- DATA SHOWN -
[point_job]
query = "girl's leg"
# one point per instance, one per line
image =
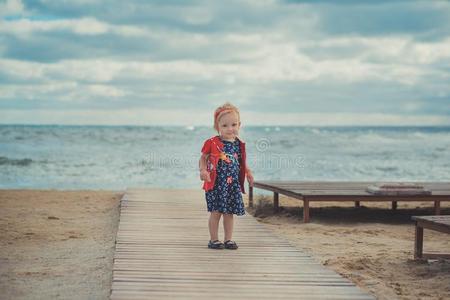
(228, 223)
(213, 225)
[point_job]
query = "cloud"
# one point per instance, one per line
(265, 56)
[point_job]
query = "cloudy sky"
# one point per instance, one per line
(172, 62)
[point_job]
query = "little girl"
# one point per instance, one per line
(223, 169)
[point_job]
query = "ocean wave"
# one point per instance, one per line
(15, 162)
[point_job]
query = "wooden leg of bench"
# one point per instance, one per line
(394, 205)
(275, 202)
(305, 211)
(250, 196)
(418, 242)
(437, 207)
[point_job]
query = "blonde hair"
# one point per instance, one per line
(223, 110)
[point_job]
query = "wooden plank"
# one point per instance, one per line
(163, 255)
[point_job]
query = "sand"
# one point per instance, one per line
(57, 244)
(372, 245)
(60, 244)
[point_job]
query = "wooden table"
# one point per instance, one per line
(308, 191)
(437, 223)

- TASK ITEM -
Repeat the lines above exactly, and keep every picture out.

- YOUR RESPONSE -
[point_job]
query = "girl's leg"
# one point per instance, one per line
image =
(228, 223)
(213, 225)
[point_job]
query = "cloud"
# one point per instance, one per line
(265, 56)
[point_job]
query = "cloudy sky"
# one point per instance, one per line
(172, 62)
[point_job]
query = "little girl"
# one point per instance, one per line
(223, 169)
[point_job]
query = "ocean wave"
# one point per instance, one per line
(15, 162)
[point_job]
query = "wooden leg of bench"
# one point per instance, one per line
(394, 205)
(275, 202)
(305, 211)
(250, 196)
(418, 242)
(437, 207)
[point_job]
query = "blonde hair"
# one point per instance, one per line
(223, 110)
[point_job]
query = "wooden plank"
# one point per instance, one per line
(163, 255)
[point_job]
query = "sand"
# one point per instance, one per line
(57, 244)
(372, 245)
(60, 244)
[point_job]
query = "wooden table"
# one point per instance, one per line
(308, 191)
(437, 223)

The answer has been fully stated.